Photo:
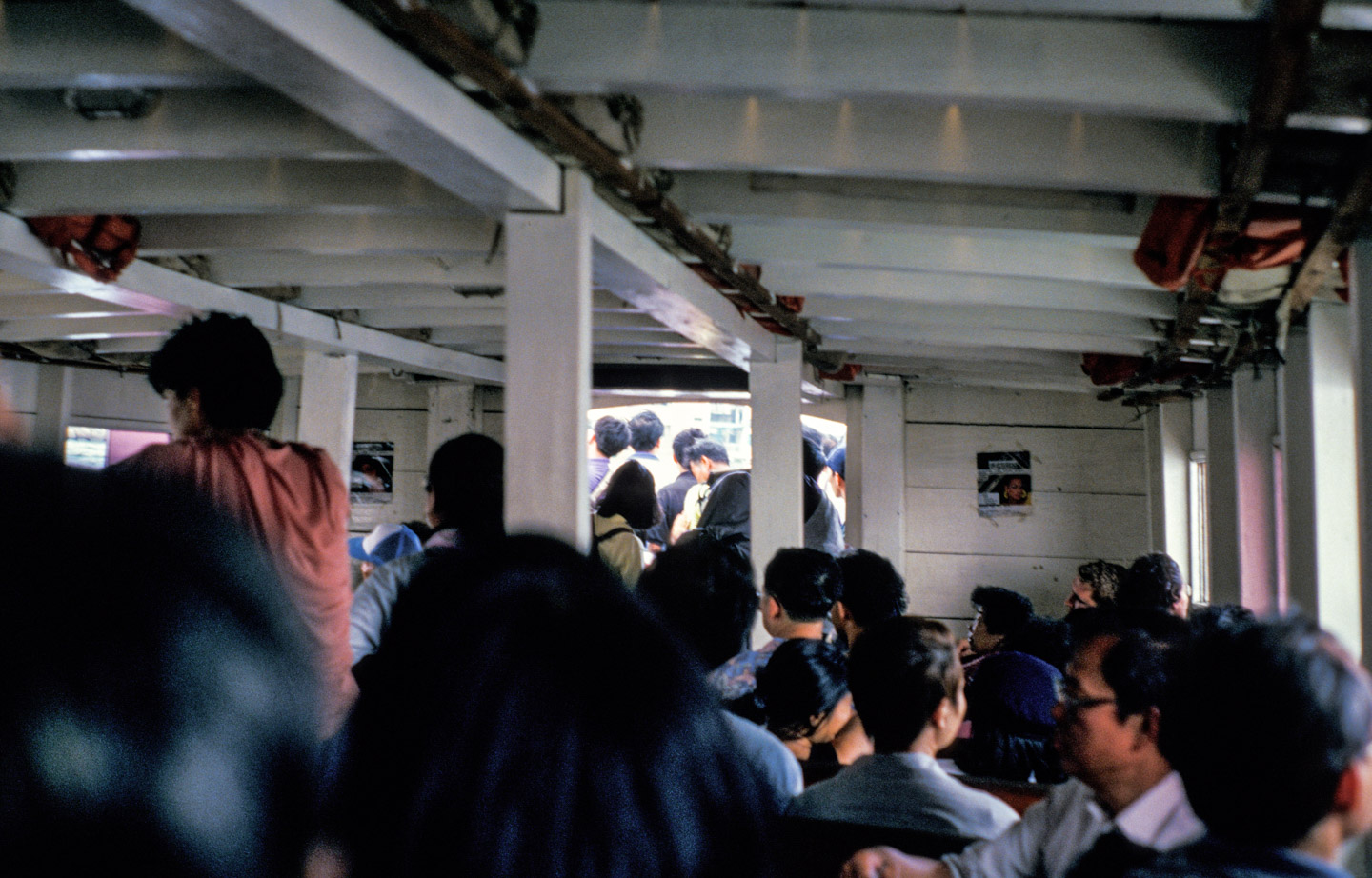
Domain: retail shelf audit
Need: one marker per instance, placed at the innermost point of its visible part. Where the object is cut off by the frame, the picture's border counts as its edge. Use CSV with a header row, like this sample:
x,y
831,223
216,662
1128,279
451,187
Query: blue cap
x,y
384,544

Work order
Where an entry holds an image, drop the image and copy the remaining text exactly.

Output of the task
Photo:
Domain: retail shelf audit
Need: one marker per instance, placed at the innermost point of its visible part. Where the object is cut off by the frame, the picture's border counts as its edge. Use CSV with a header row, like this sample:
x,y
831,223
216,662
1128,279
451,187
Query: blue cap
x,y
384,544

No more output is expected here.